EXERCISE REQUIREMENTS: Return all of the entries below, reproducing every line without a single change.

[Source entries]
==========

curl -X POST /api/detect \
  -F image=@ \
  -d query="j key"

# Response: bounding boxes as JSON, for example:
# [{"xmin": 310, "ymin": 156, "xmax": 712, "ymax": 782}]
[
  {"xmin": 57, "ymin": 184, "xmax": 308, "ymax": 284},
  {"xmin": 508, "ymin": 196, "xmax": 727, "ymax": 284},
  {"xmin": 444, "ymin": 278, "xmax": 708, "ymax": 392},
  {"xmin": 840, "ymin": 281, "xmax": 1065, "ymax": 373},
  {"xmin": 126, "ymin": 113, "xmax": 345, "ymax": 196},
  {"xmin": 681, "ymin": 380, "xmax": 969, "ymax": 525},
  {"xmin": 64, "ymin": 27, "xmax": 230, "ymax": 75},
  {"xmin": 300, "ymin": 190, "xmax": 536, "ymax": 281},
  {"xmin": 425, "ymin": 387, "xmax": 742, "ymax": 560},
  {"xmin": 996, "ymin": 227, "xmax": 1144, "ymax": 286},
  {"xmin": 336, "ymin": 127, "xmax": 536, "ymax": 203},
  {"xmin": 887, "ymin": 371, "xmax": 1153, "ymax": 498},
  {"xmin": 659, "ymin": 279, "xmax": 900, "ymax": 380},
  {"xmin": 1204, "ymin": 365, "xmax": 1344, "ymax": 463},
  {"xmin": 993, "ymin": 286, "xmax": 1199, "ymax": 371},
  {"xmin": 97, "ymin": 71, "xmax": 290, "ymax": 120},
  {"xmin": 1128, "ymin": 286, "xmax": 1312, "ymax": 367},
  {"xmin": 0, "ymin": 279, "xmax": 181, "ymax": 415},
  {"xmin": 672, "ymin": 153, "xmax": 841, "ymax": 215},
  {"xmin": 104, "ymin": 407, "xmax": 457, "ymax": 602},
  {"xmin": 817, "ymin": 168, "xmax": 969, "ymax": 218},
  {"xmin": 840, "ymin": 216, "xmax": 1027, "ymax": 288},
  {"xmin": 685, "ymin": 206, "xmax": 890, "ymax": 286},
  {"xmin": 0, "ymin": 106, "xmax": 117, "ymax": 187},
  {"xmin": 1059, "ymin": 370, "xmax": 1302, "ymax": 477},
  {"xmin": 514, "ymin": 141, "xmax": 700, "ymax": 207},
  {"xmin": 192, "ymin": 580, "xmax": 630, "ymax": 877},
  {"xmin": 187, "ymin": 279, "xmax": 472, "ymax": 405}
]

==========

ANSWER:
curl -X POST /api/detect \
  -F image=@ \
  -d query="j key"

# Response: bounding boxes as JSON, for example:
# [{"xmin": 310, "ymin": 156, "xmax": 712, "ymax": 782}]
[
  {"xmin": 57, "ymin": 184, "xmax": 308, "ymax": 284},
  {"xmin": 508, "ymin": 196, "xmax": 727, "ymax": 284},
  {"xmin": 444, "ymin": 278, "xmax": 708, "ymax": 392},
  {"xmin": 840, "ymin": 281, "xmax": 1065, "ymax": 373},
  {"xmin": 126, "ymin": 113, "xmax": 345, "ymax": 196},
  {"xmin": 681, "ymin": 380, "xmax": 969, "ymax": 525},
  {"xmin": 64, "ymin": 27, "xmax": 230, "ymax": 75},
  {"xmin": 300, "ymin": 190, "xmax": 536, "ymax": 281},
  {"xmin": 425, "ymin": 387, "xmax": 742, "ymax": 560},
  {"xmin": 996, "ymin": 227, "xmax": 1144, "ymax": 286},
  {"xmin": 336, "ymin": 127, "xmax": 536, "ymax": 203},
  {"xmin": 887, "ymin": 371, "xmax": 1153, "ymax": 498},
  {"xmin": 659, "ymin": 279, "xmax": 900, "ymax": 380},
  {"xmin": 1204, "ymin": 365, "xmax": 1344, "ymax": 463},
  {"xmin": 993, "ymin": 286, "xmax": 1199, "ymax": 371},
  {"xmin": 97, "ymin": 71, "xmax": 290, "ymax": 120},
  {"xmin": 1128, "ymin": 286, "xmax": 1312, "ymax": 367},
  {"xmin": 0, "ymin": 279, "xmax": 181, "ymax": 415},
  {"xmin": 672, "ymin": 153, "xmax": 841, "ymax": 215},
  {"xmin": 104, "ymin": 407, "xmax": 457, "ymax": 602},
  {"xmin": 817, "ymin": 168, "xmax": 969, "ymax": 218},
  {"xmin": 840, "ymin": 216, "xmax": 1027, "ymax": 288},
  {"xmin": 685, "ymin": 206, "xmax": 890, "ymax": 286},
  {"xmin": 0, "ymin": 106, "xmax": 117, "ymax": 187},
  {"xmin": 1059, "ymin": 370, "xmax": 1302, "ymax": 477},
  {"xmin": 514, "ymin": 141, "xmax": 700, "ymax": 207},
  {"xmin": 192, "ymin": 580, "xmax": 630, "ymax": 877},
  {"xmin": 187, "ymin": 279, "xmax": 472, "ymax": 405}
]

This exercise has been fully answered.